Majd Gharamaleki A, Majd Gharamaleki A, Amanollahi A, Tabibzadeh S. Diagnostic Accuracy of Deep Learning for Predicting Lymph Node Metastasis Based on Computed Tomography in Gastric Cancer: A Systematic Review and Meta-analysis. Med J Islam Repub Iran 2025; 39 (1) :979-996
URL:
http://mjiri.iums.ac.ir/article-1-9777-en.html
School of Medicine, Islamic Azad University, Ardabil, Iran , sarvin.tabibzadeh@iau.ir
Abstract: (371 Views)
Background: Early detection of lymphatic metastasis (LNM) in gastric cancer (GC) is essential to determine the treatment strategy. Conventional methods exhibit limited efficacy, highlighting the need for more reliable approaches. Deep learning (DL) models show promise for LNM detection in computed tomography (CT); their performance requires comprehensive evaluation. This systematic review and meta-analysis evaluate the diagnostic performance of CT-based DL models for detecting LNM in GC patients.
Methods: A systematic review and meta-analysis was conducted according to PRISMA-DTA guidelines. PubMed, Embase, and Web of Science were searched up to May 5, 2025. The focus was on studies that used DL models to detect LNM in CT in GC. Using a bivariate random effect model, Pooled estimates were calculated, heterogeneity and publication bias were assessed, and clinical utility was evaluated via Fagan plots and likelihood ratio matrices. Validation type, input data types, CT phases, segmentation techniques, and DL architectures stratified subgroup analyses. The quality was assessed with QUADAS-2.

[DATASET EXCERPTS]:

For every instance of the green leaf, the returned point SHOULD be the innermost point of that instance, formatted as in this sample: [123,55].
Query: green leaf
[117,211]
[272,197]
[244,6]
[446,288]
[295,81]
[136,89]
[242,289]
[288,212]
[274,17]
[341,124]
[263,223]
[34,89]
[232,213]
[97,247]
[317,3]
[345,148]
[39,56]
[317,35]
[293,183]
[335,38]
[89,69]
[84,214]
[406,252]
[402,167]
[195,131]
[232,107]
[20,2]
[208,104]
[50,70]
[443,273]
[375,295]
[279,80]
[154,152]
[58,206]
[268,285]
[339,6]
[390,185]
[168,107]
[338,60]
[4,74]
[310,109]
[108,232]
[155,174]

[TASK SET]:
1. Reproduce word for word the part of the gastric cancer abstract starting with "Majd Gharamaleki A, Majd" and going on through "Abstract: (371 Views)".
2. Write the next part of the gastric cancer abstract, picking up right after its final sentence.

[ANSWERS TO THE EXERCISES]:
1.
Majd Gharamaleki A, Majd Gharamaleki A, Amanollahi A, Tabibzadeh S. Diagnostic Accuracy of Deep Learning for Predicting Lymph Node Metastasis Based on Computed Tomography in Gastric Cancer: A Systematic Review and Meta-analysis. Med J Islam Repub Iran 2025; 39 (1) :979-996
URL:
http://mjiri.iums.ac.ir/article-1-9777-en.html
School of Medicine, Islamic Azad University, Ardabil, Iran , sarvin.tabibzadeh@iau.ir
Abstract: (371 Views)

2.
Results: From the 14 included studies, 11 studies with 5296 patients were analyzed. In internal validation, DL feature-based models achieved a pooled area under the curve (AUC) of 0.91 (95% CI: 0.88-0.93), sensitivity of 0.86 (95% CI: 0.75-0.92), and specificity of 0.83 (95% CI: 0.67-0.92). Performance degraded in external validation, with specificity dropping to 0.59 (95% CI: 0.26-0.85). Models that integrated DL features with radiomics features showed similar overall performance but were noted to have a higher confirmatory power. In terms of clinical utility, although the models could significantly alter post-test probabilities, they ultimately lacked the certainty required to serve as standalone diagnostic tools.
Conclusion: CT-based DL models show high diagnostic accuracy but limited generalizability across external datasets, indicating overfitting. A key finding of this meta-analysis is that pervasive and asymmetric heterogeneity, particularly in specificity, suggests that technical standardization alone is insufficient. Integrating clinical variables reduces heterogeneity; however, prospective, multicenter studies are needed to further enhance reproducibility.